### [Passage shown]

#####

In this regard, though HT-MG may entail a relatively larger initial investment, it holds the potential for significant cost savings due to its expedited healing rates. Over 12 weeks, the average total cost of HT-MG treatment in an outpatient context is around 2200 €, which covers consumables and staff costs, whereas in a surgical context, including operating room expenses, the cost averages approximately 2600 €. This swifter healing trajectory not only eases the long-term financial strain on healthcare systems but also lessens the need for extended wound care treatments. The application of a standardized HT-MG process ensures consistent micrograft applications, which can lead to more dependable outcomes and lessen the cost of additional interventions compared to non-standardized procedures.

Additionally, HT-MG offers several advantages that are particularly relevant for the common characteristics of DFU, compared to other similar techniques such as punch grafting. First, HT-MG enables the treatment of plantar wounds where punch grafting is impractical due to the high risk of non-adherence. Moreover, HT-MG is faster and simpler than punch grafting, which necessitates precise dermal alignment for graft adherence and thereby extends the procedure time. In contrast, grinding and infiltration with HT-MG can be applied directly to the wound, streamlining the treatment process.

#####

### [Supplied information]
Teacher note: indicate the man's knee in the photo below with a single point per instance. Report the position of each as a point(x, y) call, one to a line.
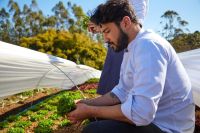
point(91, 128)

#####

### [To do]
(A) From the passage on HT-MG treatment, list each way it says HT-MG compares favorably with punch grafting.
(B) According to the HT-MG passage, what is the average total cost of treatment over 12 weeks in a surgical context?
(C) Write the next part of the passage on HT-MG treatment for DFU, picking up after its final sentence.

### [Outputs in order]
(A)
- HT-MG allows treatment of plantar wounds, where punch grafting is impractical because of the high risk of non-adherence.
- HT-MG is faster than punch grafting.
- HT-MG is simpler than punch grafting, which needs precise dermal alignment for the graft to adhere.
- HT-MG grinding and infiltration can be applied directly to the wound, which streamlines treatment.

(B) About 2600 €, including operating room expenses.

(C)
Other limitations related to DFU characteristics may potentially benefit from the use of HT-MG. A single application of HT-MG maximizes coverage with fewer biopsies. Only four 5 mm punches per cycle can cover up to 50 cm², as DFUs do not typically exceed 30 cm² in wound size. ³⁶ In contrast, the baseline wound area determines the amount of punch grafting required, which can be more aggressive for larger ulcers, thereby increasing donor site morbidity. It is also mainly limited to superficial ulcers. Finally, the presence of ischemia in more than half of the patients with DFU and various degrees of vascular impairment restricts the application of punch grafting due to the need for subsequent management with a compressive bandage.

In addition to its methodological aspects, NWPT has demonstrated efficacy in promoting graft adhesion, specifically in complex anatomical locations and in the presence of high exudate levels. ¹⁸ Traditionally, NWPT is used following surgical debridement to encourage wound healing by augmenting granulation tissue formation. ¹⁴ However, DFUs treated with NWPT tend to stagnate after its removal, necessitating further interventions. The shift from NWPT to neutral dressings often fails to stimulate closure, potentially hindering progress. ¹⁴ HT-MG acts as a slow-release natural scaffold, continually delivering growth factors and other modulatory information in support of the regenerative process. ¹⁶ For this reason, it presents a promising strategy for promoting further healing, especially when incorporated after NPWT in stationary wounds.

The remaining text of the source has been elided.